• PROBLEM: Transcribe, word for word, the line containing "of the green" and each line following it through the end of the listing below. Omit all other lines.

Entries from a dataset:
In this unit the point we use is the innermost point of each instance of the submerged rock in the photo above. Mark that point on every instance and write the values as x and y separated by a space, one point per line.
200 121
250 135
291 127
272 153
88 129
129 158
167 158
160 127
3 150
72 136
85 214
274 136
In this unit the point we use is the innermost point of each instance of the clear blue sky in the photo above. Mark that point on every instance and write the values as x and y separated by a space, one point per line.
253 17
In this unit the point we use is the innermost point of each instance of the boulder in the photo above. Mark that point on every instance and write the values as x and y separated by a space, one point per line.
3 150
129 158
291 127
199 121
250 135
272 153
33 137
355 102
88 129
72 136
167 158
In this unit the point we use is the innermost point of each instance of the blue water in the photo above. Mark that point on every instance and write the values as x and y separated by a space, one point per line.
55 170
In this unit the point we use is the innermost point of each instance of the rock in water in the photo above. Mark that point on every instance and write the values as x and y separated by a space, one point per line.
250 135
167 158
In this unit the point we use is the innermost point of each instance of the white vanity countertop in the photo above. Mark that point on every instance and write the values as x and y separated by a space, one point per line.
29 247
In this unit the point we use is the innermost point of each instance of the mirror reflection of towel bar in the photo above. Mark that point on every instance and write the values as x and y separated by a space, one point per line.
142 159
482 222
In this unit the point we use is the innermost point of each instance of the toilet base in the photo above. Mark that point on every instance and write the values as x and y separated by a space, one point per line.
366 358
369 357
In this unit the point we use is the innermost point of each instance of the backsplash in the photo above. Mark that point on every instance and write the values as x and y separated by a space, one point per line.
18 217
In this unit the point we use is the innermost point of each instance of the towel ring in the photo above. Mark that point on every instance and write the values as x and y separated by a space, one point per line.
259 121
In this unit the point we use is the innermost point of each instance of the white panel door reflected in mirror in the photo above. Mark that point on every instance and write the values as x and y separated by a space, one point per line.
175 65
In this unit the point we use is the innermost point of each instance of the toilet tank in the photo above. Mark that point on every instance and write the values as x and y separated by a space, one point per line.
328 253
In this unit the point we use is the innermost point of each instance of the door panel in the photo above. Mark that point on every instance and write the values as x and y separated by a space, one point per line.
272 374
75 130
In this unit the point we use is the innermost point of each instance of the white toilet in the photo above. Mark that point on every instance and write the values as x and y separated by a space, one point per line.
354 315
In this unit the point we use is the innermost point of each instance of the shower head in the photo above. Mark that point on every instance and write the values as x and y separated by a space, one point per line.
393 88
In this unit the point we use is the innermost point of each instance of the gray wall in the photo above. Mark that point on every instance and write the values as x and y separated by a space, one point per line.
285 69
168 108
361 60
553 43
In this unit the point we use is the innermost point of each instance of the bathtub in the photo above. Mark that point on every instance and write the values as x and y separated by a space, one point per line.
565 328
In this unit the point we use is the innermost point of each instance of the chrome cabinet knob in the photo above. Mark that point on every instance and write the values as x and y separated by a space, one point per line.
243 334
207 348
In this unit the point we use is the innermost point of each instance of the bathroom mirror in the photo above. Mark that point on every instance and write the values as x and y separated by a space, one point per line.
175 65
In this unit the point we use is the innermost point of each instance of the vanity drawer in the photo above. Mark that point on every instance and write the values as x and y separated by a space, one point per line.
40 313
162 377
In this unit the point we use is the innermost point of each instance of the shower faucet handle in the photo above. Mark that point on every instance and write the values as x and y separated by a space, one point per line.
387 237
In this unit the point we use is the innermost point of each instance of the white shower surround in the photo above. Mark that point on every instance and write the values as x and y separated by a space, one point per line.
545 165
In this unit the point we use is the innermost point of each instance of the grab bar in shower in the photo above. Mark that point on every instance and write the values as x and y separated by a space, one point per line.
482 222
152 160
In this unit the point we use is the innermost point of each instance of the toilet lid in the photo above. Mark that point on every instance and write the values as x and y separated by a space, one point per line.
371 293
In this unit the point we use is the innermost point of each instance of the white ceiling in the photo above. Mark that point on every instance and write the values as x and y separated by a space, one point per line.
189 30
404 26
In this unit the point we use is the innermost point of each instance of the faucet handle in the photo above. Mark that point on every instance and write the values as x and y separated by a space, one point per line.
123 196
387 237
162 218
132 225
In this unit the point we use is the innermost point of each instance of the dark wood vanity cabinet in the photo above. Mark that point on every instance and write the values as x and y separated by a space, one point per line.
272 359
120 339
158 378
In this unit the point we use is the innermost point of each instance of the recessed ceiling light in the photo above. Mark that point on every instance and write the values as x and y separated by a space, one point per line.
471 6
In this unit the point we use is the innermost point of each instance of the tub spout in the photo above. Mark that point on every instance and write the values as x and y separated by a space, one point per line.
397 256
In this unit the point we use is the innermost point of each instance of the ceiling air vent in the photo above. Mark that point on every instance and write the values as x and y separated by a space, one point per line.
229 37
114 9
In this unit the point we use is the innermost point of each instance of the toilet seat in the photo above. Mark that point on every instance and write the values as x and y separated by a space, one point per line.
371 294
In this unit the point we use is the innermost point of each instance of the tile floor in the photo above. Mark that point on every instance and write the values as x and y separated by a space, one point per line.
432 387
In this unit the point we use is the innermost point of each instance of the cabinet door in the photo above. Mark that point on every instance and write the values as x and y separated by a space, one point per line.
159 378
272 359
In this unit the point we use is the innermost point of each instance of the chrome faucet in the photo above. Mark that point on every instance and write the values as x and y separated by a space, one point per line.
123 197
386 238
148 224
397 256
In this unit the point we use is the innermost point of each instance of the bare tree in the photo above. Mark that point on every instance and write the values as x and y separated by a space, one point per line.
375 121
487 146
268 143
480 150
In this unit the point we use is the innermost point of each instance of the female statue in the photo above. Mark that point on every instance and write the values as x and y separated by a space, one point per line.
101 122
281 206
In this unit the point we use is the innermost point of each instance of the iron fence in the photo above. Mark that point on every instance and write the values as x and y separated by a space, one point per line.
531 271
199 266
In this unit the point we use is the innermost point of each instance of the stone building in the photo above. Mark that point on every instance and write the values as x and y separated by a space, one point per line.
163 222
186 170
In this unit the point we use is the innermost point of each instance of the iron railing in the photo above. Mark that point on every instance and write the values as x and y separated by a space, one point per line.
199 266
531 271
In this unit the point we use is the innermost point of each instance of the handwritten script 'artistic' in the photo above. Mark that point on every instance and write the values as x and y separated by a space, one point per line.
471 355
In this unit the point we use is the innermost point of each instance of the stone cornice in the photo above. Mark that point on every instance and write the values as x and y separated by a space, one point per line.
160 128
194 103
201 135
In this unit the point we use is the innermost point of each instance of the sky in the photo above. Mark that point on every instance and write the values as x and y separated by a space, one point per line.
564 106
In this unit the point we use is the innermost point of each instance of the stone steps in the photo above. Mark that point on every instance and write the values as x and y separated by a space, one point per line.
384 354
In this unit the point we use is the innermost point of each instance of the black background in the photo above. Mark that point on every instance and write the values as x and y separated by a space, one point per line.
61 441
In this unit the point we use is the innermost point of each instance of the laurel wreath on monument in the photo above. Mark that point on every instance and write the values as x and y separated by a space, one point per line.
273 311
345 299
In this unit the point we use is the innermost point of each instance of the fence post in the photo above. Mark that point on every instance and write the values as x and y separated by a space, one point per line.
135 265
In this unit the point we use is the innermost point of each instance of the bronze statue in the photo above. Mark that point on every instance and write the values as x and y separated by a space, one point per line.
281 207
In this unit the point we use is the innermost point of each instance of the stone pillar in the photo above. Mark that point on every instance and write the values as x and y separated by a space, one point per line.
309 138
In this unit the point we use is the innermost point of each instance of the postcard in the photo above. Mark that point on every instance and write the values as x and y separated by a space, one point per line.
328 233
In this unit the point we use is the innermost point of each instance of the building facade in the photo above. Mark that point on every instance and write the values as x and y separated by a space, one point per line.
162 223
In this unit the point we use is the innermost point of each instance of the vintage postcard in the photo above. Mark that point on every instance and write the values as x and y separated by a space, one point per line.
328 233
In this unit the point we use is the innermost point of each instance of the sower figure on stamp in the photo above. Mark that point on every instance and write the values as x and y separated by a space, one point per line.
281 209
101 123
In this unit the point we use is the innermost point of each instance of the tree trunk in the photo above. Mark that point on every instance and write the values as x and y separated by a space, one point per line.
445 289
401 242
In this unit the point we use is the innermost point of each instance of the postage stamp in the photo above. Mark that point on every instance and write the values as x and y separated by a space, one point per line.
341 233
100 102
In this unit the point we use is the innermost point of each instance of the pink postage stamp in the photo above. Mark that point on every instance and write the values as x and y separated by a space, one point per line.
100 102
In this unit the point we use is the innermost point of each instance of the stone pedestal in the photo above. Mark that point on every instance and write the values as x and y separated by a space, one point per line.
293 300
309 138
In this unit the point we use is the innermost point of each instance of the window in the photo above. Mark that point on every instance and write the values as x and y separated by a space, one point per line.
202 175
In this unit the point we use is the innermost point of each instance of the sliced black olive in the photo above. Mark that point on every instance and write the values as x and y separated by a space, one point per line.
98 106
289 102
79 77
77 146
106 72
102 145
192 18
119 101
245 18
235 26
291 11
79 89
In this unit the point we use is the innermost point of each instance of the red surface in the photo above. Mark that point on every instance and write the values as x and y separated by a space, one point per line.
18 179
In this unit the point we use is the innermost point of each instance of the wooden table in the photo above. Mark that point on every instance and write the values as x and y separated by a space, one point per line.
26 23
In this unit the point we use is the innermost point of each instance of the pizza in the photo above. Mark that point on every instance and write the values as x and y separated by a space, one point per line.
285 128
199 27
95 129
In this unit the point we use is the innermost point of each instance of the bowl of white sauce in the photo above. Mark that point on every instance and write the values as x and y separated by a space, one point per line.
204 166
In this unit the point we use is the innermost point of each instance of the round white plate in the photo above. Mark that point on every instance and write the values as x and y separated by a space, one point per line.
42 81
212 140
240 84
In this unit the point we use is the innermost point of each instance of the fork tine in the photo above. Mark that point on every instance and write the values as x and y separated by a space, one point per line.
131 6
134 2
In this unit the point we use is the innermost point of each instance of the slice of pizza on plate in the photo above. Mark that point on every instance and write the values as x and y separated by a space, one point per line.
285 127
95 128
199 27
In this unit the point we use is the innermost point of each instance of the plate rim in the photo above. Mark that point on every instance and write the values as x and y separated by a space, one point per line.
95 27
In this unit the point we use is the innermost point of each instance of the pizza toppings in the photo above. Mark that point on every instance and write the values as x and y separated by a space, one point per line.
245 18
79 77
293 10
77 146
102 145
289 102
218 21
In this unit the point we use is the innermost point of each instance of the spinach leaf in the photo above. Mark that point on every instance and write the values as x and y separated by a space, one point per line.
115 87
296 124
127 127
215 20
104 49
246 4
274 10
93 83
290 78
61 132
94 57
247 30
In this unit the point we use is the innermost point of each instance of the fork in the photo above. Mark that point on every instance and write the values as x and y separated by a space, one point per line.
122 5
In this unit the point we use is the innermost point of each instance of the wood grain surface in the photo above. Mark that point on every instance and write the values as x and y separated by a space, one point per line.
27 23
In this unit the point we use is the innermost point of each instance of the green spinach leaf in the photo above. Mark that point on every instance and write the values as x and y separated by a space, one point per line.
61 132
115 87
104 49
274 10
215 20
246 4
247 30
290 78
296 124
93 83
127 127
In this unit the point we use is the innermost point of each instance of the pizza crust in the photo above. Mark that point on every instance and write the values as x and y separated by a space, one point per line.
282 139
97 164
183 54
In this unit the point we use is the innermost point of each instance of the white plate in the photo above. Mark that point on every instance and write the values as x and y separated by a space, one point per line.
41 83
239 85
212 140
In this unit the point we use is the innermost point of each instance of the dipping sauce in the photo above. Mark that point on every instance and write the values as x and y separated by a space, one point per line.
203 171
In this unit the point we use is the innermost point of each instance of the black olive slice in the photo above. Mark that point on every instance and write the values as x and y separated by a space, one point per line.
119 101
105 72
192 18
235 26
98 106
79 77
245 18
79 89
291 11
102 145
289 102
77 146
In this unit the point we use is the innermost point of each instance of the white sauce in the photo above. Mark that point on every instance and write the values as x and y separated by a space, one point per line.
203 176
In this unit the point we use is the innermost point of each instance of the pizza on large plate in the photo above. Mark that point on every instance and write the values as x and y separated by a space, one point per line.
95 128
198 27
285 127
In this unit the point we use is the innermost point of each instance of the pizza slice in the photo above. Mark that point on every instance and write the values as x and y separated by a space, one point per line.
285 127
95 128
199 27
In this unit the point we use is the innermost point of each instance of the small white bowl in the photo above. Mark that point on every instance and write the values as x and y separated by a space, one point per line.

• CORRECT RESPONSE:
In this unit the point we use is the innermost point of each instance of the green spinach leaf in the photo above. Mark that point on every instance and write the values as x and y separated by a space, one point per line.
61 132
115 87
104 49
274 10
215 20
246 4
247 30
290 78
296 124
93 83
127 127
In this unit the point we use is the innermost point of each instance of the pizza crust in the photo above. Mark that point on every instance and write the values as x and y separated by a space, one point per line.
282 139
97 164
183 54
In this unit the point we use is the innermost point of each instance of the white plate in the photo above. Mark that point on every instance and write the values as x and y separated by a space, one point per line.
41 83
239 85
212 140
In this unit the point we use is the innermost point of each instance of the dipping sauce in the photo above. Mark that point on every instance and write the values as x and y separated by a space, one point per line.
203 171
In this unit the point we use is the innermost point of each instance of the black olive slice in the photo above. Mark that point on every instance and write the values as x and y separated by a space, one point per line.
119 101
105 72
192 18
235 26
98 106
79 77
245 18
79 89
291 11
102 145
289 102
77 146
In this unit the point we use is the innermost point of each instance of the white sauce in the photo above. Mark that point on every instance and write the values as x and y separated by a space, one point per line.
203 176
In this unit the point we use is the innermost point of each instance of the pizza on large plate in the photo above. Mark that point on every instance and write the values as x and y separated by a space, one point per line.
95 128
198 27
285 127
In this unit the point we use is the innermost point of each instance of the pizza slice in the photo above. Mark that point on every instance and write the values as x and y separated by a space, one point per line.
285 127
95 128
199 27
In this unit the point we use is the innermost point of each instance of the small white bowl in the photo above. Mark that point on every instance and write the values as x and y separated by a space, one point per line.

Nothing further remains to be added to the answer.